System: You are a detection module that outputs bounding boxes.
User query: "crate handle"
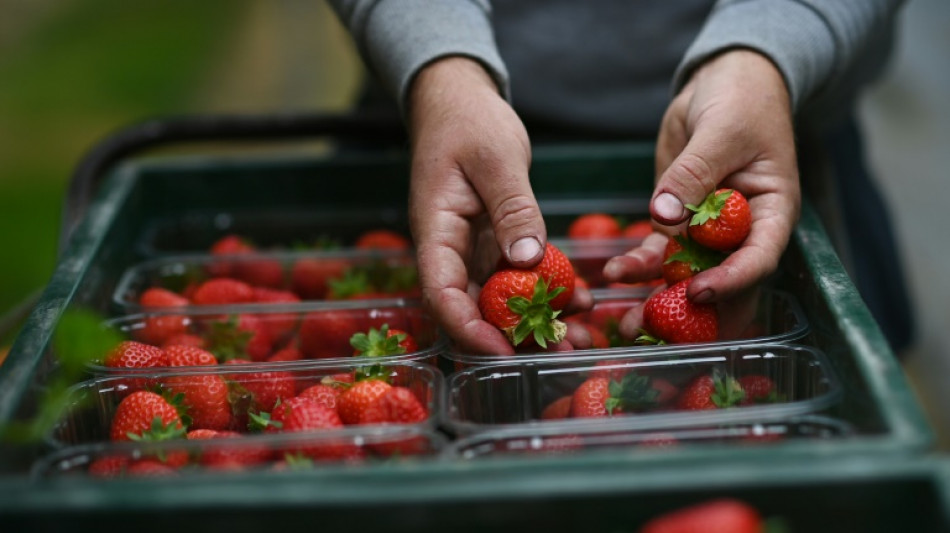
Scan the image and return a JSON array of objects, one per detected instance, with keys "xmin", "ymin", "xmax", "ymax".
[{"xmin": 59, "ymin": 112, "xmax": 406, "ymax": 253}]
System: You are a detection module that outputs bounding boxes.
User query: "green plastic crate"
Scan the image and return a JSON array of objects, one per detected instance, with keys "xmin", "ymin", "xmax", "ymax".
[{"xmin": 0, "ymin": 144, "xmax": 933, "ymax": 529}]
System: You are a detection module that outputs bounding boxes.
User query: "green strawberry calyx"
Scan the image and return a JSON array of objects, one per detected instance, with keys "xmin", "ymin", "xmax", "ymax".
[
  {"xmin": 604, "ymin": 372, "xmax": 660, "ymax": 415},
  {"xmin": 663, "ymin": 235, "xmax": 726, "ymax": 273},
  {"xmin": 710, "ymin": 370, "xmax": 745, "ymax": 408},
  {"xmin": 504, "ymin": 277, "xmax": 567, "ymax": 348},
  {"xmin": 686, "ymin": 189, "xmax": 732, "ymax": 226},
  {"xmin": 350, "ymin": 324, "xmax": 408, "ymax": 357}
]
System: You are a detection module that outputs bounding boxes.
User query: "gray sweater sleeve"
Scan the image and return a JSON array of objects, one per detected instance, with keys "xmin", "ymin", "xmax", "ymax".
[
  {"xmin": 330, "ymin": 0, "xmax": 509, "ymax": 111},
  {"xmin": 673, "ymin": 0, "xmax": 903, "ymax": 110}
]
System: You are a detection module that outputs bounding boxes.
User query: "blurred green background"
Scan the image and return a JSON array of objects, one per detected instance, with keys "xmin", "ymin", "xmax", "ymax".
[{"xmin": 0, "ymin": 0, "xmax": 362, "ymax": 343}]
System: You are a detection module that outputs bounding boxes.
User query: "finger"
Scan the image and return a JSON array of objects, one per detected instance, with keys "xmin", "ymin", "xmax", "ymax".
[
  {"xmin": 687, "ymin": 194, "xmax": 795, "ymax": 303},
  {"xmin": 604, "ymin": 233, "xmax": 669, "ymax": 283},
  {"xmin": 650, "ymin": 117, "xmax": 749, "ymax": 226},
  {"xmin": 465, "ymin": 141, "xmax": 547, "ymax": 268}
]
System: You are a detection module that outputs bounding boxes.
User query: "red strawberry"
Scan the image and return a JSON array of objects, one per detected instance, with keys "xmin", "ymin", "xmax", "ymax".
[
  {"xmin": 206, "ymin": 314, "xmax": 274, "ymax": 362},
  {"xmin": 208, "ymin": 235, "xmax": 255, "ymax": 278},
  {"xmin": 638, "ymin": 279, "xmax": 719, "ymax": 344},
  {"xmin": 232, "ymin": 258, "xmax": 284, "ymax": 289},
  {"xmin": 737, "ymin": 374, "xmax": 780, "ymax": 405},
  {"xmin": 109, "ymin": 391, "xmax": 185, "ymax": 441},
  {"xmin": 640, "ymin": 499, "xmax": 765, "ymax": 533},
  {"xmin": 353, "ymin": 229, "xmax": 411, "ymax": 250},
  {"xmin": 139, "ymin": 287, "xmax": 190, "ymax": 309},
  {"xmin": 298, "ymin": 309, "xmax": 363, "ymax": 359},
  {"xmin": 191, "ymin": 278, "xmax": 254, "ymax": 305},
  {"xmin": 567, "ymin": 213, "xmax": 621, "ymax": 239},
  {"xmin": 337, "ymin": 379, "xmax": 392, "ymax": 425},
  {"xmin": 271, "ymin": 398, "xmax": 363, "ymax": 460},
  {"xmin": 297, "ymin": 383, "xmax": 343, "ymax": 411},
  {"xmin": 126, "ymin": 459, "xmax": 181, "ymax": 477},
  {"xmin": 165, "ymin": 344, "xmax": 218, "ymax": 366},
  {"xmin": 187, "ymin": 429, "xmax": 274, "ymax": 470},
  {"xmin": 623, "ymin": 219, "xmax": 653, "ymax": 239},
  {"xmin": 359, "ymin": 387, "xmax": 429, "ymax": 424},
  {"xmin": 676, "ymin": 372, "xmax": 745, "ymax": 411},
  {"xmin": 254, "ymin": 287, "xmax": 300, "ymax": 339},
  {"xmin": 350, "ymin": 324, "xmax": 419, "ymax": 357},
  {"xmin": 227, "ymin": 359, "xmax": 297, "ymax": 412},
  {"xmin": 686, "ymin": 189, "xmax": 752, "ymax": 252},
  {"xmin": 162, "ymin": 374, "xmax": 231, "ymax": 430},
  {"xmin": 162, "ymin": 333, "xmax": 207, "ymax": 350},
  {"xmin": 86, "ymin": 455, "xmax": 132, "ymax": 478},
  {"xmin": 290, "ymin": 257, "xmax": 350, "ymax": 300},
  {"xmin": 541, "ymin": 394, "xmax": 574, "ymax": 420},
  {"xmin": 663, "ymin": 235, "xmax": 725, "ymax": 285},
  {"xmin": 267, "ymin": 346, "xmax": 303, "ymax": 363},
  {"xmin": 478, "ymin": 269, "xmax": 567, "ymax": 348}
]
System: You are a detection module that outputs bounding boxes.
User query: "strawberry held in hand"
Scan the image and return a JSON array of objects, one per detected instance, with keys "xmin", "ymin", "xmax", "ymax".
[
  {"xmin": 637, "ymin": 279, "xmax": 719, "ymax": 344},
  {"xmin": 686, "ymin": 189, "xmax": 752, "ymax": 252}
]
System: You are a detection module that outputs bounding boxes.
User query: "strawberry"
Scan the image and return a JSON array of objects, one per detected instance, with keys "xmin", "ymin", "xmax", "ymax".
[
  {"xmin": 640, "ymin": 499, "xmax": 766, "ymax": 533},
  {"xmin": 353, "ymin": 229, "xmax": 411, "ymax": 250},
  {"xmin": 337, "ymin": 378, "xmax": 392, "ymax": 425},
  {"xmin": 267, "ymin": 346, "xmax": 303, "ymax": 363},
  {"xmin": 623, "ymin": 219, "xmax": 653, "ymax": 239},
  {"xmin": 297, "ymin": 309, "xmax": 363, "ymax": 359},
  {"xmin": 86, "ymin": 455, "xmax": 132, "ymax": 478},
  {"xmin": 271, "ymin": 397, "xmax": 363, "ymax": 460},
  {"xmin": 358, "ymin": 387, "xmax": 429, "ymax": 424},
  {"xmin": 254, "ymin": 287, "xmax": 300, "ymax": 339},
  {"xmin": 165, "ymin": 344, "xmax": 218, "ymax": 366},
  {"xmin": 478, "ymin": 269, "xmax": 567, "ymax": 348},
  {"xmin": 109, "ymin": 391, "xmax": 185, "ymax": 441},
  {"xmin": 676, "ymin": 371, "xmax": 745, "ymax": 411},
  {"xmin": 297, "ymin": 383, "xmax": 343, "ymax": 411},
  {"xmin": 208, "ymin": 235, "xmax": 256, "ymax": 278},
  {"xmin": 637, "ymin": 279, "xmax": 719, "ymax": 344},
  {"xmin": 126, "ymin": 459, "xmax": 178, "ymax": 477},
  {"xmin": 541, "ymin": 394, "xmax": 574, "ymax": 420},
  {"xmin": 663, "ymin": 235, "xmax": 725, "ymax": 285},
  {"xmin": 162, "ymin": 374, "xmax": 231, "ymax": 430},
  {"xmin": 187, "ymin": 429, "xmax": 273, "ymax": 470},
  {"xmin": 350, "ymin": 324, "xmax": 419, "ymax": 357},
  {"xmin": 206, "ymin": 314, "xmax": 274, "ymax": 361},
  {"xmin": 227, "ymin": 359, "xmax": 297, "ymax": 413},
  {"xmin": 232, "ymin": 258, "xmax": 284, "ymax": 289},
  {"xmin": 290, "ymin": 257, "xmax": 350, "ymax": 300},
  {"xmin": 737, "ymin": 374, "xmax": 781, "ymax": 405},
  {"xmin": 686, "ymin": 189, "xmax": 752, "ymax": 252},
  {"xmin": 162, "ymin": 333, "xmax": 207, "ymax": 350},
  {"xmin": 567, "ymin": 213, "xmax": 621, "ymax": 239},
  {"xmin": 191, "ymin": 278, "xmax": 254, "ymax": 305}
]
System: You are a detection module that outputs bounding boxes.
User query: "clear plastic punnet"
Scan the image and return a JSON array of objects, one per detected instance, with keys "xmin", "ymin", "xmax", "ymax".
[
  {"xmin": 89, "ymin": 301, "xmax": 446, "ymax": 375},
  {"xmin": 112, "ymin": 248, "xmax": 419, "ymax": 313},
  {"xmin": 444, "ymin": 289, "xmax": 809, "ymax": 369},
  {"xmin": 47, "ymin": 361, "xmax": 444, "ymax": 448},
  {"xmin": 444, "ymin": 415, "xmax": 854, "ymax": 459},
  {"xmin": 31, "ymin": 427, "xmax": 446, "ymax": 479},
  {"xmin": 443, "ymin": 344, "xmax": 842, "ymax": 435}
]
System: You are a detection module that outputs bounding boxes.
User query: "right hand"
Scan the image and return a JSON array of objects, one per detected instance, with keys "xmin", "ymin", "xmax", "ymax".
[{"xmin": 408, "ymin": 57, "xmax": 589, "ymax": 355}]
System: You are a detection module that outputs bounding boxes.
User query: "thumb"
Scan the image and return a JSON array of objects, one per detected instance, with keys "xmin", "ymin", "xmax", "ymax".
[{"xmin": 650, "ymin": 125, "xmax": 743, "ymax": 226}]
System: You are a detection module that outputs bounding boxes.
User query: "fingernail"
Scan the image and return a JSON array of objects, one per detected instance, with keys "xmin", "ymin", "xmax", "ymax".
[
  {"xmin": 508, "ymin": 237, "xmax": 541, "ymax": 263},
  {"xmin": 653, "ymin": 192, "xmax": 684, "ymax": 220},
  {"xmin": 693, "ymin": 289, "xmax": 716, "ymax": 304}
]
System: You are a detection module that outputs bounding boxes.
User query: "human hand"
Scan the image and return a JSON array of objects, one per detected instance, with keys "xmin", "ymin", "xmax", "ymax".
[
  {"xmin": 604, "ymin": 50, "xmax": 801, "ymax": 310},
  {"xmin": 408, "ymin": 57, "xmax": 590, "ymax": 355}
]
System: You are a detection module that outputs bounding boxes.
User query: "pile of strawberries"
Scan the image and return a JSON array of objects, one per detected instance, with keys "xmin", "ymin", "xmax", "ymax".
[
  {"xmin": 541, "ymin": 361, "xmax": 783, "ymax": 420},
  {"xmin": 89, "ymin": 365, "xmax": 432, "ymax": 477}
]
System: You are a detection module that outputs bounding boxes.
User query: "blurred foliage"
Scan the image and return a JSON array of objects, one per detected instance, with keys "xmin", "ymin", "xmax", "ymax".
[{"xmin": 0, "ymin": 0, "xmax": 251, "ymax": 320}]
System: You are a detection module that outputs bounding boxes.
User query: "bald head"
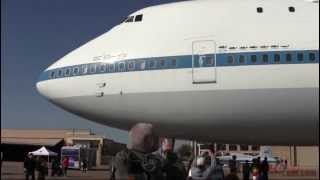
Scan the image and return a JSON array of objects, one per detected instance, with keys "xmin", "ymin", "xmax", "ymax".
[{"xmin": 128, "ymin": 123, "xmax": 159, "ymax": 153}]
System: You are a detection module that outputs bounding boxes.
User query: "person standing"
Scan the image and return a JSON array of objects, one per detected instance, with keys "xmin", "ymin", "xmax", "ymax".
[
  {"xmin": 242, "ymin": 160, "xmax": 250, "ymax": 180},
  {"xmin": 163, "ymin": 150, "xmax": 187, "ymax": 180},
  {"xmin": 62, "ymin": 156, "xmax": 69, "ymax": 176},
  {"xmin": 23, "ymin": 154, "xmax": 36, "ymax": 180},
  {"xmin": 81, "ymin": 159, "xmax": 88, "ymax": 173},
  {"xmin": 190, "ymin": 151, "xmax": 216, "ymax": 180},
  {"xmin": 111, "ymin": 123, "xmax": 165, "ymax": 180},
  {"xmin": 261, "ymin": 157, "xmax": 269, "ymax": 180},
  {"xmin": 37, "ymin": 157, "xmax": 48, "ymax": 180},
  {"xmin": 229, "ymin": 155, "xmax": 237, "ymax": 173},
  {"xmin": 51, "ymin": 158, "xmax": 60, "ymax": 176},
  {"xmin": 211, "ymin": 158, "xmax": 224, "ymax": 180}
]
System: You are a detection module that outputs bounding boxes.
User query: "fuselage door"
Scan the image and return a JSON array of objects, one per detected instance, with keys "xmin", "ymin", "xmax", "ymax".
[{"xmin": 192, "ymin": 40, "xmax": 217, "ymax": 84}]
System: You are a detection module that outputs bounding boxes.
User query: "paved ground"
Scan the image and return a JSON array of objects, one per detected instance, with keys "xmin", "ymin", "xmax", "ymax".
[{"xmin": 1, "ymin": 162, "xmax": 319, "ymax": 180}]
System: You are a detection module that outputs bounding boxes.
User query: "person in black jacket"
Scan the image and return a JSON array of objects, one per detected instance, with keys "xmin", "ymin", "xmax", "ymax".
[{"xmin": 23, "ymin": 154, "xmax": 36, "ymax": 180}]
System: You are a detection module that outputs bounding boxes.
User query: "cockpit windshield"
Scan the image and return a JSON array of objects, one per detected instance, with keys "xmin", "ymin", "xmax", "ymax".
[{"xmin": 123, "ymin": 14, "xmax": 143, "ymax": 23}]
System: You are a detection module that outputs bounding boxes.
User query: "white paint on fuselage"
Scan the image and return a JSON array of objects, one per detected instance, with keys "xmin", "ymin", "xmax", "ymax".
[{"xmin": 37, "ymin": 0, "xmax": 319, "ymax": 144}]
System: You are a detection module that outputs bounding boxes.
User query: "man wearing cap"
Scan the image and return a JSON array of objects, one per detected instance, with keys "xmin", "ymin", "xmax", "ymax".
[
  {"xmin": 189, "ymin": 151, "xmax": 216, "ymax": 180},
  {"xmin": 111, "ymin": 123, "xmax": 165, "ymax": 180}
]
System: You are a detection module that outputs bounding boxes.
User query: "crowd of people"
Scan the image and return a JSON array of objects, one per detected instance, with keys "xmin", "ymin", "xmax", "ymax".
[
  {"xmin": 24, "ymin": 154, "xmax": 79, "ymax": 180},
  {"xmin": 24, "ymin": 154, "xmax": 48, "ymax": 180},
  {"xmin": 110, "ymin": 123, "xmax": 269, "ymax": 180},
  {"xmin": 242, "ymin": 157, "xmax": 269, "ymax": 180},
  {"xmin": 24, "ymin": 123, "xmax": 269, "ymax": 180}
]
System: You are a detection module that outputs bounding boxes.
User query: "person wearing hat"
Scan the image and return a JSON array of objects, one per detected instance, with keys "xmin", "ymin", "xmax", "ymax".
[
  {"xmin": 189, "ymin": 151, "xmax": 216, "ymax": 180},
  {"xmin": 110, "ymin": 123, "xmax": 165, "ymax": 180}
]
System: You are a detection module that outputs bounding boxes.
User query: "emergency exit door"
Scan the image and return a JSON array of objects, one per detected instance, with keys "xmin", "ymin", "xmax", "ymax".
[{"xmin": 192, "ymin": 40, "xmax": 217, "ymax": 84}]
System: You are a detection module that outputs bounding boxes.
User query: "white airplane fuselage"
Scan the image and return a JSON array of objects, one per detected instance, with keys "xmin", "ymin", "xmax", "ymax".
[{"xmin": 37, "ymin": 0, "xmax": 319, "ymax": 145}]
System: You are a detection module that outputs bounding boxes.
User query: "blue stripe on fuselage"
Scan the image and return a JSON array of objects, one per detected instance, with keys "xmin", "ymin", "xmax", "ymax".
[{"xmin": 39, "ymin": 50, "xmax": 319, "ymax": 81}]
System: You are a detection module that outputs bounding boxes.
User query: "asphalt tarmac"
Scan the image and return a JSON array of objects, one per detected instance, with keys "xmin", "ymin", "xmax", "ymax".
[{"xmin": 1, "ymin": 162, "xmax": 319, "ymax": 180}]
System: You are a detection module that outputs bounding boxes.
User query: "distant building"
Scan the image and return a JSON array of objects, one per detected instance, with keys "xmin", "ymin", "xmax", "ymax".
[
  {"xmin": 1, "ymin": 129, "xmax": 125, "ymax": 166},
  {"xmin": 196, "ymin": 143, "xmax": 319, "ymax": 169}
]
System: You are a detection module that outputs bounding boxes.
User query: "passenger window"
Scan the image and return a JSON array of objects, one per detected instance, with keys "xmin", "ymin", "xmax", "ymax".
[
  {"xmin": 49, "ymin": 71, "xmax": 55, "ymax": 78},
  {"xmin": 274, "ymin": 54, "xmax": 280, "ymax": 63},
  {"xmin": 251, "ymin": 145, "xmax": 260, "ymax": 151},
  {"xmin": 90, "ymin": 64, "xmax": 96, "ymax": 73},
  {"xmin": 239, "ymin": 55, "xmax": 246, "ymax": 64},
  {"xmin": 149, "ymin": 60, "xmax": 157, "ymax": 69},
  {"xmin": 140, "ymin": 61, "xmax": 146, "ymax": 70},
  {"xmin": 159, "ymin": 59, "xmax": 166, "ymax": 68},
  {"xmin": 309, "ymin": 53, "xmax": 316, "ymax": 61},
  {"xmin": 73, "ymin": 67, "xmax": 79, "ymax": 75},
  {"xmin": 128, "ymin": 61, "xmax": 135, "ymax": 71},
  {"xmin": 171, "ymin": 59, "xmax": 177, "ymax": 67},
  {"xmin": 134, "ymin": 14, "xmax": 143, "ymax": 22},
  {"xmin": 57, "ymin": 69, "xmax": 62, "ymax": 77},
  {"xmin": 125, "ymin": 16, "xmax": 134, "ymax": 22},
  {"xmin": 227, "ymin": 55, "xmax": 234, "ymax": 64},
  {"xmin": 118, "ymin": 62, "xmax": 126, "ymax": 71},
  {"xmin": 251, "ymin": 55, "xmax": 257, "ymax": 63},
  {"xmin": 64, "ymin": 68, "xmax": 71, "ymax": 76},
  {"xmin": 108, "ymin": 63, "xmax": 116, "ymax": 72},
  {"xmin": 217, "ymin": 144, "xmax": 227, "ymax": 151},
  {"xmin": 240, "ymin": 144, "xmax": 249, "ymax": 151},
  {"xmin": 297, "ymin": 53, "xmax": 303, "ymax": 61},
  {"xmin": 229, "ymin": 144, "xmax": 238, "ymax": 151},
  {"xmin": 81, "ymin": 65, "xmax": 88, "ymax": 74},
  {"xmin": 99, "ymin": 63, "xmax": 107, "ymax": 72},
  {"xmin": 286, "ymin": 54, "xmax": 292, "ymax": 62},
  {"xmin": 205, "ymin": 56, "xmax": 213, "ymax": 66},
  {"xmin": 262, "ymin": 54, "xmax": 269, "ymax": 63},
  {"xmin": 289, "ymin": 6, "xmax": 296, "ymax": 12}
]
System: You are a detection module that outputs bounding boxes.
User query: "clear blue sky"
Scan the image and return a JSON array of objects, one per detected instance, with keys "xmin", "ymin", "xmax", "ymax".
[{"xmin": 1, "ymin": 0, "xmax": 182, "ymax": 142}]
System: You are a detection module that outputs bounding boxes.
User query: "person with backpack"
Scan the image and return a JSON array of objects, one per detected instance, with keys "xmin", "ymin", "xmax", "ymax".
[
  {"xmin": 190, "ymin": 151, "xmax": 216, "ymax": 180},
  {"xmin": 110, "ymin": 123, "xmax": 165, "ymax": 180}
]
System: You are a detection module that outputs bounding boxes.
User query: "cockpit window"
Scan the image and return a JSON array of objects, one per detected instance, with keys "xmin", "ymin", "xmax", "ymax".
[
  {"xmin": 124, "ymin": 16, "xmax": 134, "ymax": 23},
  {"xmin": 134, "ymin": 14, "xmax": 143, "ymax": 22}
]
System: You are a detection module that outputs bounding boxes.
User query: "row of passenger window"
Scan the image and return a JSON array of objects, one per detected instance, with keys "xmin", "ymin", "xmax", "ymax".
[
  {"xmin": 49, "ymin": 52, "xmax": 317, "ymax": 78},
  {"xmin": 49, "ymin": 59, "xmax": 177, "ymax": 78},
  {"xmin": 226, "ymin": 52, "xmax": 316, "ymax": 65}
]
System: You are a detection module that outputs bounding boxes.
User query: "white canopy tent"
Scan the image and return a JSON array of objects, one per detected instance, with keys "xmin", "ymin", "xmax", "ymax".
[
  {"xmin": 28, "ymin": 146, "xmax": 58, "ymax": 170},
  {"xmin": 29, "ymin": 146, "xmax": 58, "ymax": 157}
]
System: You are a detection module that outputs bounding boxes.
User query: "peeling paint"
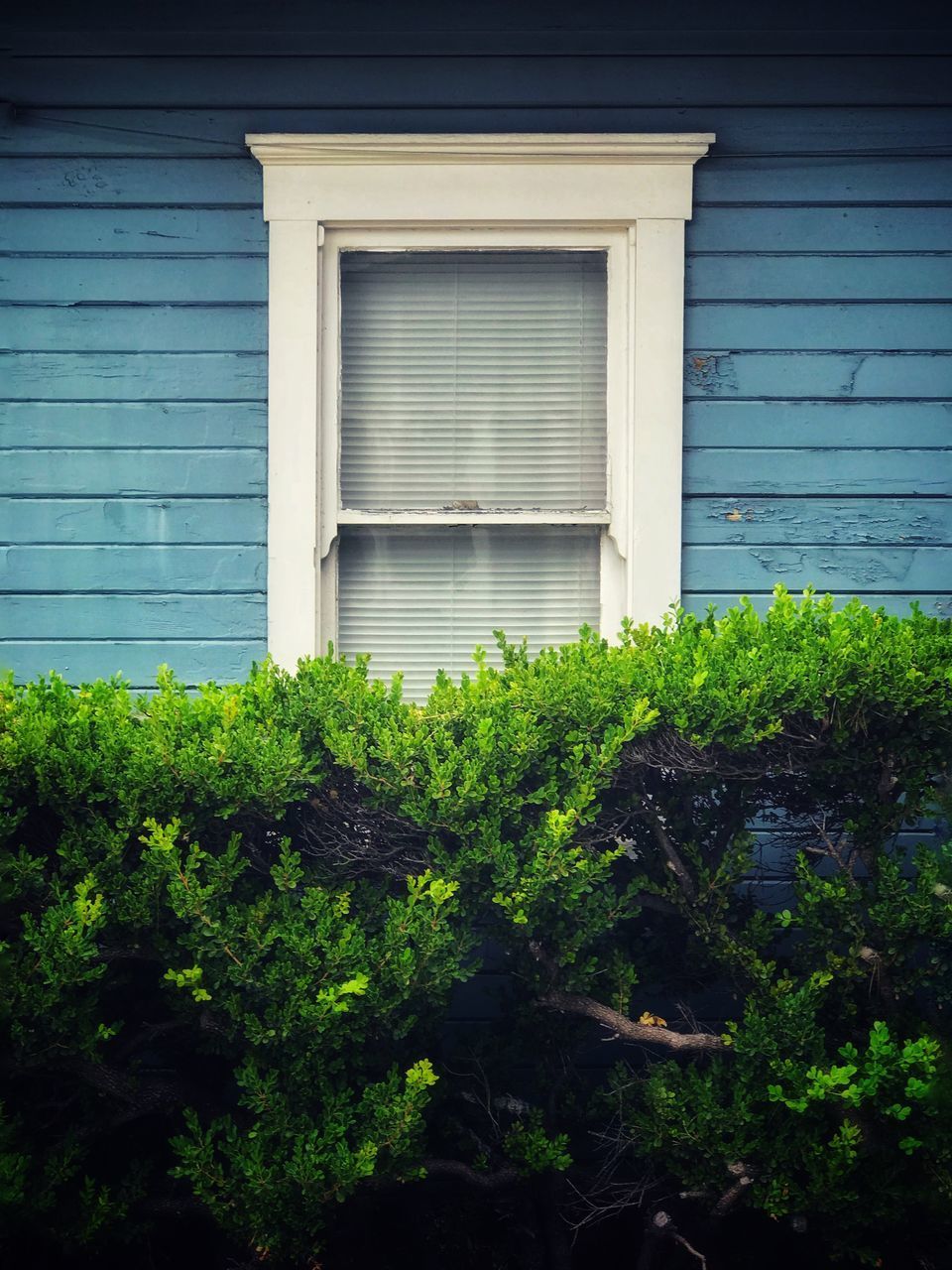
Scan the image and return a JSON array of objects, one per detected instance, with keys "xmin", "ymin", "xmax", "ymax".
[
  {"xmin": 684, "ymin": 353, "xmax": 738, "ymax": 395},
  {"xmin": 840, "ymin": 357, "xmax": 866, "ymax": 396},
  {"xmin": 749, "ymin": 548, "xmax": 806, "ymax": 577}
]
————————
**WHAT YOU SHOULD DO**
Locate every line in the entries above that contains the word "window", and copy each of those lines.

**THE RESULT**
User query: "passenger window"
User query: "cockpit window"
User query: "row of passenger window"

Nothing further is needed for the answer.